▶ _Coordinate labeling data_:
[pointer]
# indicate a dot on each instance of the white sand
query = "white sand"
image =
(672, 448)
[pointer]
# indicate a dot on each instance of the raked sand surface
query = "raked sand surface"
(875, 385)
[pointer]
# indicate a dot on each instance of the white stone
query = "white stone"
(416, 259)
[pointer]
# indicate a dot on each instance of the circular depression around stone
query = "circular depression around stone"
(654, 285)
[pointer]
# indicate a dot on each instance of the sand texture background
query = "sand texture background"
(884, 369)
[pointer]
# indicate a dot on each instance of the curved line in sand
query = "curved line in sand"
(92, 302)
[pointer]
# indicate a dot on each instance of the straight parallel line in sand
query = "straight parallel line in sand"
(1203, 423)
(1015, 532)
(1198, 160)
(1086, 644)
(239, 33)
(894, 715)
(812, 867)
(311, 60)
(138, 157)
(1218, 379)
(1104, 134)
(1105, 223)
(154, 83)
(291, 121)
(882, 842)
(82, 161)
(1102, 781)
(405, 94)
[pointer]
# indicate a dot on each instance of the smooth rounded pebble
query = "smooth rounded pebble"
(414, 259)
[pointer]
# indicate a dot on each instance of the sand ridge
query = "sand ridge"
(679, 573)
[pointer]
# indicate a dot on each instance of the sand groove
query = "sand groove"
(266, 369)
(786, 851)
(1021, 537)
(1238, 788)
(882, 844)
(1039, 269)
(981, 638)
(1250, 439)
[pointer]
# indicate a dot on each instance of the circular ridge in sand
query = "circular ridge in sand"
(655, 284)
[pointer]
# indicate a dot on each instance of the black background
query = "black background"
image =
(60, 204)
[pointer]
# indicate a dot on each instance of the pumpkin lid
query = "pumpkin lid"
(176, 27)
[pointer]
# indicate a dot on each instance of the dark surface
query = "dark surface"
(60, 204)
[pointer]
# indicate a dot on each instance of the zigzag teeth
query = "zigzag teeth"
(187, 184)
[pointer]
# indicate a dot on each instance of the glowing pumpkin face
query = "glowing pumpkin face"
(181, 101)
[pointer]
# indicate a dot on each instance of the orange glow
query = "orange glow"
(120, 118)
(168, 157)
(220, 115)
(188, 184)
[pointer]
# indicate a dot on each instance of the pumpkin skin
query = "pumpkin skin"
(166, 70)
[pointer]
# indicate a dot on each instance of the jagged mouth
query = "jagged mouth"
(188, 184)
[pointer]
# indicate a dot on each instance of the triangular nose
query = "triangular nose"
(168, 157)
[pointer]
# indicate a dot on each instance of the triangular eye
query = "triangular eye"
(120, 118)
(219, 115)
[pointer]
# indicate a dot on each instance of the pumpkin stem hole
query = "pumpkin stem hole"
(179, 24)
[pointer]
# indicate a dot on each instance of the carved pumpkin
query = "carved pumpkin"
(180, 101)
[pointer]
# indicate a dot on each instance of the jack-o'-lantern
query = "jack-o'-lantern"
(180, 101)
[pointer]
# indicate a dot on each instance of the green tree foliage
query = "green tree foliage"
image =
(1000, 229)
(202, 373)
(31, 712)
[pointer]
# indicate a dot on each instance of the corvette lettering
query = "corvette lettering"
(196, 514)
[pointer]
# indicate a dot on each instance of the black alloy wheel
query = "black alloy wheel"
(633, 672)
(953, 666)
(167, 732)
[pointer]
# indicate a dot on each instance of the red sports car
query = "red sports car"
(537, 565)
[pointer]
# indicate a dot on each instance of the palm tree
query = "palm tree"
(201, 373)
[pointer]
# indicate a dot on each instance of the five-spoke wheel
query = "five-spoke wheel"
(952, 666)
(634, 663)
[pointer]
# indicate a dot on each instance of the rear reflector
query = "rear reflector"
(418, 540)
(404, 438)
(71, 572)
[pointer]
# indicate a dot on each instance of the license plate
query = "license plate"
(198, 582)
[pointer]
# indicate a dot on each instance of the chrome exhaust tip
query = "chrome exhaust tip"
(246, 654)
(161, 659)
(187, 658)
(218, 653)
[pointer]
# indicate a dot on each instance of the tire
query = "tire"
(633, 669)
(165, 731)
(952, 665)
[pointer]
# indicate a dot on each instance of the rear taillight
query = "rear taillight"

▶ _DESCRIPTION OF THE TASK_:
Report every line of the items above that contains the word "palm", matching case exactly.

▶ _RESULT FOR THIS EXERCISE_:
# indicate a dot on each instance of the palm tree
query = "palm tree"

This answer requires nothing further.